--- DATA IN THIS EXERCISE ---
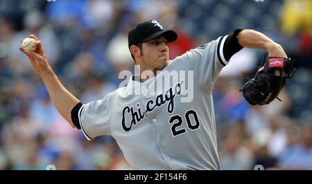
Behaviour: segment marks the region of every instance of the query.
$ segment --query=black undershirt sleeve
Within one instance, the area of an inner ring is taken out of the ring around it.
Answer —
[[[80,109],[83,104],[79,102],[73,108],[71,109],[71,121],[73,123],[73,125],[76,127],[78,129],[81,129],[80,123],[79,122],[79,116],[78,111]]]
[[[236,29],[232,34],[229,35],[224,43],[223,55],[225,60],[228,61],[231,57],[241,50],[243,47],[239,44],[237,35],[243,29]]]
---
--- DATA IN THIS EXERCISE ---
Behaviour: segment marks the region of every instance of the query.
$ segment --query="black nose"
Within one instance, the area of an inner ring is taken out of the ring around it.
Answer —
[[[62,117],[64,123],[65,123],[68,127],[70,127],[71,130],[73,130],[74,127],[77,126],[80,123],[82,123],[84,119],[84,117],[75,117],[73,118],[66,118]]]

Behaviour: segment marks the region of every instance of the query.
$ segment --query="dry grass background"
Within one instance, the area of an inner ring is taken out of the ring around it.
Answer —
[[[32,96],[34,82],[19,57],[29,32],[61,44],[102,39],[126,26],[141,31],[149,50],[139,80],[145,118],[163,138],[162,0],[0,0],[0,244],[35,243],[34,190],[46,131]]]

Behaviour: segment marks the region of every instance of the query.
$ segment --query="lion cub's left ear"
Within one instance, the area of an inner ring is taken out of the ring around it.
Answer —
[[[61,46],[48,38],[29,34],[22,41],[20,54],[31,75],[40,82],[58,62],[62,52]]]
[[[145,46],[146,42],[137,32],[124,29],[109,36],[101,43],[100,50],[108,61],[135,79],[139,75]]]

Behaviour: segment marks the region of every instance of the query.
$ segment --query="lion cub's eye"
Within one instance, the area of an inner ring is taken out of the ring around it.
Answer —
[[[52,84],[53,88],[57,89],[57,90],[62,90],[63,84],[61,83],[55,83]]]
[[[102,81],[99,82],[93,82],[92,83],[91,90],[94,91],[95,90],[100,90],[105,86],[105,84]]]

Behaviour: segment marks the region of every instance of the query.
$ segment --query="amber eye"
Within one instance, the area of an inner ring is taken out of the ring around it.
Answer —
---
**AIM OF THE TASK:** Identify each line in the data above that contains the string "lion" and copy those lines out in full.

**EXERCISE RESPONSE:**
$ segment --query="lion cub's left ear"
$ segment --query="lion cub's eye"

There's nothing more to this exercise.